**SOURCE MATERIAL**
######

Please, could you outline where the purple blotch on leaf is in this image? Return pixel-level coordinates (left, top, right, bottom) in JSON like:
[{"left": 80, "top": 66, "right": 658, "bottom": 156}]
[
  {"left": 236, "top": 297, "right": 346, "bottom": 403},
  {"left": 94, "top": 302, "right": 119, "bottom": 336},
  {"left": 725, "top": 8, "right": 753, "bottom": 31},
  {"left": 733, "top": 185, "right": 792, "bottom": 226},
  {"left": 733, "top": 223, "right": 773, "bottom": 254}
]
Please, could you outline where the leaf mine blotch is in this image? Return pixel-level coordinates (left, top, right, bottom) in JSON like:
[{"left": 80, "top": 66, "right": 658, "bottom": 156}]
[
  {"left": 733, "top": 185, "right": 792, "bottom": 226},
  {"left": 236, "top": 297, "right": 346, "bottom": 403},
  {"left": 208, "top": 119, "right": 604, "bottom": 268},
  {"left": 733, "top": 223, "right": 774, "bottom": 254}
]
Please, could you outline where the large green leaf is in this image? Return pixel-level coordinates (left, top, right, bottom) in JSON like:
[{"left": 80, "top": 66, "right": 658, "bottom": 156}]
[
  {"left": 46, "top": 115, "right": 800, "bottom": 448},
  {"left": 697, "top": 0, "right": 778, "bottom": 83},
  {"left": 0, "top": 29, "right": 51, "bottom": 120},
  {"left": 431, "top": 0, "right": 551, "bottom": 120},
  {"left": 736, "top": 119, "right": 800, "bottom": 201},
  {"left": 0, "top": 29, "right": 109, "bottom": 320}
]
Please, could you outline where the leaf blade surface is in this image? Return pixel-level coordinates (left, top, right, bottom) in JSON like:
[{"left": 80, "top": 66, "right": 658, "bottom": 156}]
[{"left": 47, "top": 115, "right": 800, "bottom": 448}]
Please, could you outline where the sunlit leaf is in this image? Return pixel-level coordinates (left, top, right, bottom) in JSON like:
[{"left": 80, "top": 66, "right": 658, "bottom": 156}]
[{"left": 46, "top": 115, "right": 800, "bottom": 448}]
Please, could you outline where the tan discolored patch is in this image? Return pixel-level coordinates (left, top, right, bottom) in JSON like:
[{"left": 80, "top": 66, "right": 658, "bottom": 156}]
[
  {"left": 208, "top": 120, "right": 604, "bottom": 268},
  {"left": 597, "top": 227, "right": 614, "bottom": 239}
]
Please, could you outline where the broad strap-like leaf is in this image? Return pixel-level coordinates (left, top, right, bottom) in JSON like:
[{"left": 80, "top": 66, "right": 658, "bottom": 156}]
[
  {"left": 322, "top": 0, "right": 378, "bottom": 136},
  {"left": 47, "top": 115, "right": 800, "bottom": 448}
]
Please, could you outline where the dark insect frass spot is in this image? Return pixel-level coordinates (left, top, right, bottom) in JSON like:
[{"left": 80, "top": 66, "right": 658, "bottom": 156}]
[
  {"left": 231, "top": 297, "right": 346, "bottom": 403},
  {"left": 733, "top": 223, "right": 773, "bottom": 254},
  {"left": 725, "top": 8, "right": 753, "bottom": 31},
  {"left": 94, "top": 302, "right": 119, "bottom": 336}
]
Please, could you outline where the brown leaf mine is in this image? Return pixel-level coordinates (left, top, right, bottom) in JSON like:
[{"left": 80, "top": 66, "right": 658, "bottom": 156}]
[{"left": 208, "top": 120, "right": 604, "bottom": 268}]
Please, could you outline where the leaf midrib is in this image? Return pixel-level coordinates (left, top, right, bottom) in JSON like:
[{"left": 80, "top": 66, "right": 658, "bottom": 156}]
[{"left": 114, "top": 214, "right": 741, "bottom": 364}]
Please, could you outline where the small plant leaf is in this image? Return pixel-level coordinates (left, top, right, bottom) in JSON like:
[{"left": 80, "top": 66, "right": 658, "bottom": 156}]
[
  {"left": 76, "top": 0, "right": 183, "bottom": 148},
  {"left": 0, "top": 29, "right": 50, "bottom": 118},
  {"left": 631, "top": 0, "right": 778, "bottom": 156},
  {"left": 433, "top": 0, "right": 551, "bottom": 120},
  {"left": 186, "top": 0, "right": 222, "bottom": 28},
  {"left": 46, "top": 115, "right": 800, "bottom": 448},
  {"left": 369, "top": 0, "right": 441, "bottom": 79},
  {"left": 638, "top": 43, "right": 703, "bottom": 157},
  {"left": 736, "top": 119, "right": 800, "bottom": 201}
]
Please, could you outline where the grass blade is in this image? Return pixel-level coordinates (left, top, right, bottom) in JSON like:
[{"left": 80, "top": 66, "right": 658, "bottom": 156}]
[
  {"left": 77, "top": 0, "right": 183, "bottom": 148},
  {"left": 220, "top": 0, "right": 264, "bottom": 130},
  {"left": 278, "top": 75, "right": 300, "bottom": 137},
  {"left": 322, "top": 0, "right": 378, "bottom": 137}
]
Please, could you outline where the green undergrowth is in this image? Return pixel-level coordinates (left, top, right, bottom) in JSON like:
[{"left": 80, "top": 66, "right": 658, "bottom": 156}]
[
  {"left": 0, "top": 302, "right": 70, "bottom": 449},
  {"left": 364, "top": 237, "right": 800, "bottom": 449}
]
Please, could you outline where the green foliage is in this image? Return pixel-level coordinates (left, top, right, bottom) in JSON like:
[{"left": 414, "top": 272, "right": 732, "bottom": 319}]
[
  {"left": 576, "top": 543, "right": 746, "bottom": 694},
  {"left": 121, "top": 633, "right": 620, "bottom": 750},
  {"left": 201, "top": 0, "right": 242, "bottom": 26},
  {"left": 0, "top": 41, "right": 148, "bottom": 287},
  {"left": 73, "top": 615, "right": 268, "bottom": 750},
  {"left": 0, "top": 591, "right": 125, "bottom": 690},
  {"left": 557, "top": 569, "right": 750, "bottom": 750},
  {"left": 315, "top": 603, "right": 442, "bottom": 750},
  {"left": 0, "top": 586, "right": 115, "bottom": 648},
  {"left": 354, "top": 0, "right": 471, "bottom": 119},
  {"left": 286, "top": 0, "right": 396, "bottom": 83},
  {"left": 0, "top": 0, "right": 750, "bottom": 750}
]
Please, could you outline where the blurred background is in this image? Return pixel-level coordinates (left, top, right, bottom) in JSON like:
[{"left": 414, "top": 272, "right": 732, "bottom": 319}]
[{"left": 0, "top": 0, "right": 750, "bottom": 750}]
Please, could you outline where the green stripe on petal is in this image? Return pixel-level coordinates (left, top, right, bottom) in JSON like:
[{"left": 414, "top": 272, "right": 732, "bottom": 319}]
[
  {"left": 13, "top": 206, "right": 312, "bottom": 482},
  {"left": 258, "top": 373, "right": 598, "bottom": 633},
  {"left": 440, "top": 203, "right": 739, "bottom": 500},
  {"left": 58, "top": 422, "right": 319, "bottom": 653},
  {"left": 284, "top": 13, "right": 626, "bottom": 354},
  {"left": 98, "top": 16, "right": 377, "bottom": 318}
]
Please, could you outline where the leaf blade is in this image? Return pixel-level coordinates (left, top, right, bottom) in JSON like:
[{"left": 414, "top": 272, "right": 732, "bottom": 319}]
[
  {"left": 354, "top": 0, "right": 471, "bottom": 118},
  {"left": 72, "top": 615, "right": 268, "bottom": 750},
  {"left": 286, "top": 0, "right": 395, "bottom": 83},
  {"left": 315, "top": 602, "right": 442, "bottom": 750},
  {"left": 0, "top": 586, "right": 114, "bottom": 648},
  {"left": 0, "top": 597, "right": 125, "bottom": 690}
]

######

**SET TASK**
Return all the data exactly as given.

**THE RESPONSE**
Please, could you outline where the purple blotch on leaf is in this image? Return pixel-level coordinates (left, top, right, bottom) in JSON like:
[{"left": 80, "top": 66, "right": 658, "bottom": 156}]
[
  {"left": 236, "top": 297, "right": 346, "bottom": 403},
  {"left": 94, "top": 302, "right": 119, "bottom": 336},
  {"left": 725, "top": 8, "right": 753, "bottom": 31},
  {"left": 733, "top": 185, "right": 792, "bottom": 226},
  {"left": 733, "top": 223, "right": 773, "bottom": 254}
]
Please, could you outline where the leaf mine blotch is in this image? Return pixel-level coordinates (left, top, right, bottom) in JSON like:
[{"left": 80, "top": 66, "right": 658, "bottom": 156}]
[
  {"left": 733, "top": 185, "right": 792, "bottom": 226},
  {"left": 236, "top": 297, "right": 346, "bottom": 403},
  {"left": 208, "top": 119, "right": 604, "bottom": 268},
  {"left": 733, "top": 223, "right": 774, "bottom": 254}
]
Please, could you outline where the large green leaf is in this image? Return pixel-level coordinates (left, top, right, bottom) in JSON like:
[{"left": 80, "top": 66, "right": 658, "bottom": 156}]
[
  {"left": 46, "top": 115, "right": 800, "bottom": 448},
  {"left": 697, "top": 0, "right": 778, "bottom": 83},
  {"left": 0, "top": 29, "right": 51, "bottom": 120},
  {"left": 431, "top": 0, "right": 551, "bottom": 120},
  {"left": 736, "top": 119, "right": 800, "bottom": 201},
  {"left": 0, "top": 29, "right": 109, "bottom": 320}
]
Please, could you outline where the leaf blade surface is in this image? Return pixel-level coordinates (left, top, right, bottom) in JSON like:
[{"left": 80, "top": 66, "right": 658, "bottom": 156}]
[{"left": 47, "top": 115, "right": 800, "bottom": 448}]
Please, could you outline where the sunlit leaf is in this image? Return pixel-level coordinates (left, top, right, bottom) in JSON like:
[{"left": 80, "top": 66, "right": 658, "bottom": 156}]
[{"left": 46, "top": 115, "right": 800, "bottom": 448}]
Please, could you outline where the tan discolored patch is in this image? Return pixel-level coordinates (left, top, right, bottom) in JSON like:
[{"left": 80, "top": 66, "right": 658, "bottom": 156}]
[
  {"left": 208, "top": 120, "right": 604, "bottom": 268},
  {"left": 597, "top": 227, "right": 614, "bottom": 239}
]
Please, could you outline where the broad strap-like leaf is in this image? Return pixel-level coordinates (left, top, right, bottom) in JSON like:
[{"left": 80, "top": 66, "right": 658, "bottom": 156}]
[
  {"left": 322, "top": 0, "right": 378, "bottom": 136},
  {"left": 47, "top": 115, "right": 800, "bottom": 448}
]
Please, could you outline where the dark insect frass spot is in this image? Return pixel-level coordinates (left, top, right, bottom) in JSON like:
[{"left": 80, "top": 66, "right": 658, "bottom": 156}]
[
  {"left": 231, "top": 297, "right": 346, "bottom": 403},
  {"left": 733, "top": 223, "right": 773, "bottom": 254},
  {"left": 725, "top": 8, "right": 753, "bottom": 31},
  {"left": 94, "top": 302, "right": 119, "bottom": 336}
]
Please, could you outline where the brown leaf mine is in this image? Return pixel-level coordinates (left, top, right, bottom) in JSON like:
[{"left": 80, "top": 66, "right": 658, "bottom": 156}]
[{"left": 208, "top": 120, "right": 604, "bottom": 268}]
Please, could you outline where the leaf midrib is in this image? Return pixel-level coordinates (left, top, right, bottom) in JSON like:
[{"left": 80, "top": 66, "right": 658, "bottom": 156}]
[{"left": 114, "top": 214, "right": 741, "bottom": 364}]
Please, could you outline where the small plant leaf is in this image? Return pixel-level coordinates (left, top, right, bottom) in JSON like:
[{"left": 80, "top": 66, "right": 658, "bottom": 156}]
[
  {"left": 76, "top": 0, "right": 183, "bottom": 148},
  {"left": 0, "top": 29, "right": 50, "bottom": 118},
  {"left": 631, "top": 0, "right": 778, "bottom": 156},
  {"left": 433, "top": 0, "right": 551, "bottom": 120},
  {"left": 186, "top": 0, "right": 222, "bottom": 28},
  {"left": 46, "top": 115, "right": 800, "bottom": 448},
  {"left": 369, "top": 0, "right": 441, "bottom": 79},
  {"left": 638, "top": 43, "right": 703, "bottom": 157},
  {"left": 736, "top": 119, "right": 800, "bottom": 201}
]
Please, could you outline where the grass blade is in this image? Return pixel-level coordinates (left, top, right, bottom) in JSON like:
[{"left": 80, "top": 66, "right": 658, "bottom": 156}]
[
  {"left": 77, "top": 0, "right": 183, "bottom": 148},
  {"left": 220, "top": 0, "right": 264, "bottom": 130},
  {"left": 278, "top": 75, "right": 300, "bottom": 137},
  {"left": 322, "top": 0, "right": 378, "bottom": 137}
]
Please, could you outline where the green undergrowth is in this image? Return pixel-level coordinates (left, top, right, bottom) in JSON like:
[{"left": 80, "top": 66, "right": 658, "bottom": 156}]
[
  {"left": 0, "top": 302, "right": 70, "bottom": 449},
  {"left": 364, "top": 237, "right": 800, "bottom": 449}
]
Please, could you outline where the green foliage is in this image? Return pixel-level coordinates (left, top, right, bottom) in JSON like:
[{"left": 414, "top": 272, "right": 732, "bottom": 319}]
[
  {"left": 576, "top": 543, "right": 746, "bottom": 694},
  {"left": 121, "top": 633, "right": 620, "bottom": 750},
  {"left": 201, "top": 0, "right": 242, "bottom": 26},
  {"left": 0, "top": 41, "right": 148, "bottom": 287},
  {"left": 73, "top": 615, "right": 268, "bottom": 750},
  {"left": 0, "top": 591, "right": 125, "bottom": 690},
  {"left": 557, "top": 569, "right": 750, "bottom": 750},
  {"left": 315, "top": 603, "right": 442, "bottom": 750},
  {"left": 0, "top": 586, "right": 115, "bottom": 648},
  {"left": 354, "top": 0, "right": 471, "bottom": 119},
  {"left": 286, "top": 0, "right": 396, "bottom": 83},
  {"left": 0, "top": 0, "right": 750, "bottom": 750}
]
Please, could you outline where the blurred background is in this image? Return pixel-level coordinates (left, top, right, bottom) in JSON like:
[{"left": 414, "top": 272, "right": 732, "bottom": 319}]
[{"left": 0, "top": 0, "right": 750, "bottom": 750}]
Please, could you outline where the green stripe on petal is in this image? Return pixel-level coordinates (left, top, right, bottom) in JSON like:
[{"left": 414, "top": 272, "right": 732, "bottom": 319}]
[
  {"left": 13, "top": 206, "right": 312, "bottom": 482},
  {"left": 258, "top": 373, "right": 598, "bottom": 633},
  {"left": 440, "top": 203, "right": 739, "bottom": 500},
  {"left": 58, "top": 422, "right": 319, "bottom": 653},
  {"left": 284, "top": 13, "right": 626, "bottom": 354},
  {"left": 98, "top": 16, "right": 377, "bottom": 318}
]
Please, could you outline where the leaf blade is in this image? Return pixel-level coordinates (left, top, right, bottom) in JSON like:
[{"left": 414, "top": 272, "right": 732, "bottom": 319}]
[
  {"left": 354, "top": 0, "right": 471, "bottom": 118},
  {"left": 72, "top": 615, "right": 268, "bottom": 750},
  {"left": 286, "top": 0, "right": 395, "bottom": 83},
  {"left": 315, "top": 602, "right": 442, "bottom": 750},
  {"left": 0, "top": 586, "right": 114, "bottom": 648},
  {"left": 0, "top": 597, "right": 125, "bottom": 690}
]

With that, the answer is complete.